Exercise requirements:
Please locate every line in the entries below that contains the string "leaf" and copy each such line. Case counts.
==*==
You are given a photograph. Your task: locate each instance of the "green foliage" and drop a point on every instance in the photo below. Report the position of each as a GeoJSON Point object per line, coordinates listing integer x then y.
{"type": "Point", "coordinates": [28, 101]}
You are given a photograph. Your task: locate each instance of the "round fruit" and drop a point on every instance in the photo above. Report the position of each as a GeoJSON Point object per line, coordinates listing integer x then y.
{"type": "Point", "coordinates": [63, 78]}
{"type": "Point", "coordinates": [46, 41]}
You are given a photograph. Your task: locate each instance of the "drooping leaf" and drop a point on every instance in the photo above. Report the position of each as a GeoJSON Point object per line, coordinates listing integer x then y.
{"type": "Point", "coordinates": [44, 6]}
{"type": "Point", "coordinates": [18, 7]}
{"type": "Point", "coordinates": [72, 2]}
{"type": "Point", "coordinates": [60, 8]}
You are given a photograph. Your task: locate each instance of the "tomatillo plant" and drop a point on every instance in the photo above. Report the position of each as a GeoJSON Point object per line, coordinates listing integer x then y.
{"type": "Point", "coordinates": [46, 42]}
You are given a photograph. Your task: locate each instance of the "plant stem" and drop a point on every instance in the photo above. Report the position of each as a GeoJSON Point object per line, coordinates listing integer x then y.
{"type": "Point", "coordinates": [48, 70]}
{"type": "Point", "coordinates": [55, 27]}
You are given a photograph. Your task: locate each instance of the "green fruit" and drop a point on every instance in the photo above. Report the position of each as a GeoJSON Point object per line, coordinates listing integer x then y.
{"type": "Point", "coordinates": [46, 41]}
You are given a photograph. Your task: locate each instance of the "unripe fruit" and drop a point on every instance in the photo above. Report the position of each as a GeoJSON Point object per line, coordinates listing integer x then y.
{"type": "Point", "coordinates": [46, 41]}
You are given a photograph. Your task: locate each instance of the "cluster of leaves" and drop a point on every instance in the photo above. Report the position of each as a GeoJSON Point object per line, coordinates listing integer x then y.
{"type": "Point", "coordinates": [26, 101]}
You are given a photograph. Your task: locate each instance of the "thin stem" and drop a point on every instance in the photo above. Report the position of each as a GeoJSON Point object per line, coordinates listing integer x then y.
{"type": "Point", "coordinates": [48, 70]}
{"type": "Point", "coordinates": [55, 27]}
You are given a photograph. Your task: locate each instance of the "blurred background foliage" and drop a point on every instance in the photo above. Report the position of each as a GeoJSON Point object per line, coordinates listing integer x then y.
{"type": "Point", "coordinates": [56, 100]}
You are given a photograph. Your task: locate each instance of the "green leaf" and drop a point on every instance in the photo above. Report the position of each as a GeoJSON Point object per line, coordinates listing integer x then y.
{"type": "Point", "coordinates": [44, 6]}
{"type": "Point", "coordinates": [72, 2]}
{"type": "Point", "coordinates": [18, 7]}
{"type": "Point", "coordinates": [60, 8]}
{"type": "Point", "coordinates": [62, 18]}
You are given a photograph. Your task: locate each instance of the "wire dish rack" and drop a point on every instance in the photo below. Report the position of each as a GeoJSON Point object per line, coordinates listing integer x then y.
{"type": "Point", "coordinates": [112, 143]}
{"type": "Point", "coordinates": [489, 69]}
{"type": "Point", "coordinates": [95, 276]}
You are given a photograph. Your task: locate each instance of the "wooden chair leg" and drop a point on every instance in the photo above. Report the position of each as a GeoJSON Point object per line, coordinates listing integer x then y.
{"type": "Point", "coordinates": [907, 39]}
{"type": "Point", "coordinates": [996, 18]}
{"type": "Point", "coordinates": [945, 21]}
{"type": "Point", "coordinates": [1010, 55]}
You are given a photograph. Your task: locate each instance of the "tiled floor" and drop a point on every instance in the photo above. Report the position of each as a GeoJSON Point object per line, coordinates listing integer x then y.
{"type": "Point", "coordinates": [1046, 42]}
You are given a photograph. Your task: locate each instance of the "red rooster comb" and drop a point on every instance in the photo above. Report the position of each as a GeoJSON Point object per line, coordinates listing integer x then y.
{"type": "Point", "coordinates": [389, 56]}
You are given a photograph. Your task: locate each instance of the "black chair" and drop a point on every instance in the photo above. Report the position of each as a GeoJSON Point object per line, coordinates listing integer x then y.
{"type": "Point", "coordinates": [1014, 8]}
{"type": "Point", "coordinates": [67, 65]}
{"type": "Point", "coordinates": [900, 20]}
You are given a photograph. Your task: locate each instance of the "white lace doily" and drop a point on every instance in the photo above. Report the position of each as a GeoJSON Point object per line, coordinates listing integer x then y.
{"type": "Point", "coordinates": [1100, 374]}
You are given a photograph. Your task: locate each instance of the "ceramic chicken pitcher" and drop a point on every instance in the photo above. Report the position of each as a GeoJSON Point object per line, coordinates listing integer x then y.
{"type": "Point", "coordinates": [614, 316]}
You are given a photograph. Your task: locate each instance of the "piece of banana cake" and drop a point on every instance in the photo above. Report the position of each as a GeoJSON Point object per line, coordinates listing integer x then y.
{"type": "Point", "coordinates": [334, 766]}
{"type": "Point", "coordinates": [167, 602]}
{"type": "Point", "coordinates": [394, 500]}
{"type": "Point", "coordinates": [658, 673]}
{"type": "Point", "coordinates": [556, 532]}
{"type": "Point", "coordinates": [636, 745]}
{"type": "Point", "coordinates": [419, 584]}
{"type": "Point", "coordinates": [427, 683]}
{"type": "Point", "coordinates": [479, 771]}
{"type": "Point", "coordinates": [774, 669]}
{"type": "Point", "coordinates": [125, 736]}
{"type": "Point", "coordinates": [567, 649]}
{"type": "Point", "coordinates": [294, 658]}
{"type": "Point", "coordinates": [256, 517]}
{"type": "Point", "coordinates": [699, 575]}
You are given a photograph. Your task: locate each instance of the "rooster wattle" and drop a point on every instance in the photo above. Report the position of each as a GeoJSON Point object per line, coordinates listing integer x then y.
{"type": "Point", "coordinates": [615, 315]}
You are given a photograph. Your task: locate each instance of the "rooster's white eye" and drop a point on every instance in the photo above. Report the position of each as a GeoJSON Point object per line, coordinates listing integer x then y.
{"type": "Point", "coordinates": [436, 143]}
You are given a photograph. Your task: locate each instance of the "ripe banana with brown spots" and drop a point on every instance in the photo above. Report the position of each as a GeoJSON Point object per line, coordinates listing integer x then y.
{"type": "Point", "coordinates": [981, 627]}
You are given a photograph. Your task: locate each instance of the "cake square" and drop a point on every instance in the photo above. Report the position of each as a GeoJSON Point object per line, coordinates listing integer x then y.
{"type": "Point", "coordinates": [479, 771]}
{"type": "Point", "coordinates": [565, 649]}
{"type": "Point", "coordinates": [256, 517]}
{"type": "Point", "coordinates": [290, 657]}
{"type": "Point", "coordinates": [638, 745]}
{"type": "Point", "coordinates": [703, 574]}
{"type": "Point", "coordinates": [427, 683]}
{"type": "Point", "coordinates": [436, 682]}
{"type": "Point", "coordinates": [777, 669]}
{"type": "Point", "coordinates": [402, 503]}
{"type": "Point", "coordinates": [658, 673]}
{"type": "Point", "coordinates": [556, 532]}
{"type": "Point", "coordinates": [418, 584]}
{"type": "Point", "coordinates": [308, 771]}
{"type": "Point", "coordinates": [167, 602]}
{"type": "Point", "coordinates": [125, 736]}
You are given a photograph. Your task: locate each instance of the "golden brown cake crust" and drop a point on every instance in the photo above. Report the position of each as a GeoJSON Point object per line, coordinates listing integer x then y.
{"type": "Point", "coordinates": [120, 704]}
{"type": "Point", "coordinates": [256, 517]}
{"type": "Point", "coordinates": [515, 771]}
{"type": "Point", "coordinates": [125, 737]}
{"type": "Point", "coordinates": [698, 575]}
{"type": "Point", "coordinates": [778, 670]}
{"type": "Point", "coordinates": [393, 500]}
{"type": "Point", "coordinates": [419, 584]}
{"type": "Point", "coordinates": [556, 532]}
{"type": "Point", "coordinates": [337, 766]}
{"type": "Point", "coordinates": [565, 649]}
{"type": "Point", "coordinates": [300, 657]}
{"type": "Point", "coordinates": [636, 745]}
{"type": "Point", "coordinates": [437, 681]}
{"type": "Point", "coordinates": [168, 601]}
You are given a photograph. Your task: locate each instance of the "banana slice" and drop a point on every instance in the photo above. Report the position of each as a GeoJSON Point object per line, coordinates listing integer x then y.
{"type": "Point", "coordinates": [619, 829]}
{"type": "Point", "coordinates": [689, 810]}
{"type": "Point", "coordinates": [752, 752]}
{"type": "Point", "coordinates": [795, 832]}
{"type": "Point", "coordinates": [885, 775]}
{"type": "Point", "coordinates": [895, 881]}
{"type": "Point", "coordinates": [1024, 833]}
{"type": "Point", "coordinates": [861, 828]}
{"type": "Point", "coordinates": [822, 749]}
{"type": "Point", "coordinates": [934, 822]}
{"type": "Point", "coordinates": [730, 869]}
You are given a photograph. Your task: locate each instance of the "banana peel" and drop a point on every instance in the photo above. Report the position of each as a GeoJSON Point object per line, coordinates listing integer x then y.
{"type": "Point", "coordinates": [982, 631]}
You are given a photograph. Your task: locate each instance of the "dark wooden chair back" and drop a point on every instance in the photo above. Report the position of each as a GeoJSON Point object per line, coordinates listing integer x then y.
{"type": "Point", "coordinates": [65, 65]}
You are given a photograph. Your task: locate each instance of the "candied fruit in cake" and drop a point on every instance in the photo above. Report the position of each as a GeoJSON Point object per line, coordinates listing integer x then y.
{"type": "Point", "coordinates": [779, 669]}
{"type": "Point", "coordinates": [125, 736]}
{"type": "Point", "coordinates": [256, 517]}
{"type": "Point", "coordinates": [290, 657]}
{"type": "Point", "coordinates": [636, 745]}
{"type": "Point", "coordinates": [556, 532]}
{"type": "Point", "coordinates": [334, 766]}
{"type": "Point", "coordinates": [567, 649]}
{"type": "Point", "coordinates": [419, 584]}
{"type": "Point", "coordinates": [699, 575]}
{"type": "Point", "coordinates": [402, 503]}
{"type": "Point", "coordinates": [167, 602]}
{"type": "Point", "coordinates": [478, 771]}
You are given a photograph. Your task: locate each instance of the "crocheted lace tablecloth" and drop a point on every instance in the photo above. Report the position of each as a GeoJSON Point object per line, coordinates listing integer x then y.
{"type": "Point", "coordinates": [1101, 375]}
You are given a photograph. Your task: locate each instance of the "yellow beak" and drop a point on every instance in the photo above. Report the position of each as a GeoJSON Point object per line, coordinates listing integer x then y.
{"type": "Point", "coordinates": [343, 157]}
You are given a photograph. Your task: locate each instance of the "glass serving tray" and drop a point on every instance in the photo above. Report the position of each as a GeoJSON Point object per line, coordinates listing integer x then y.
==*==
Task answer:
You are given a photograph. Your task: locate each instance of the "drooping leaf" and drop a point on every instance in the photo above. Report the position of each as a GeoJSON Point object per line, coordinates listing integer x then y.
You are given a photograph. Your task: locate each instance of the "green leaf" and drop a point on every instance in the photo above. Report the position of each as a GeoJSON Point object per line, coordinates listing integer x then y.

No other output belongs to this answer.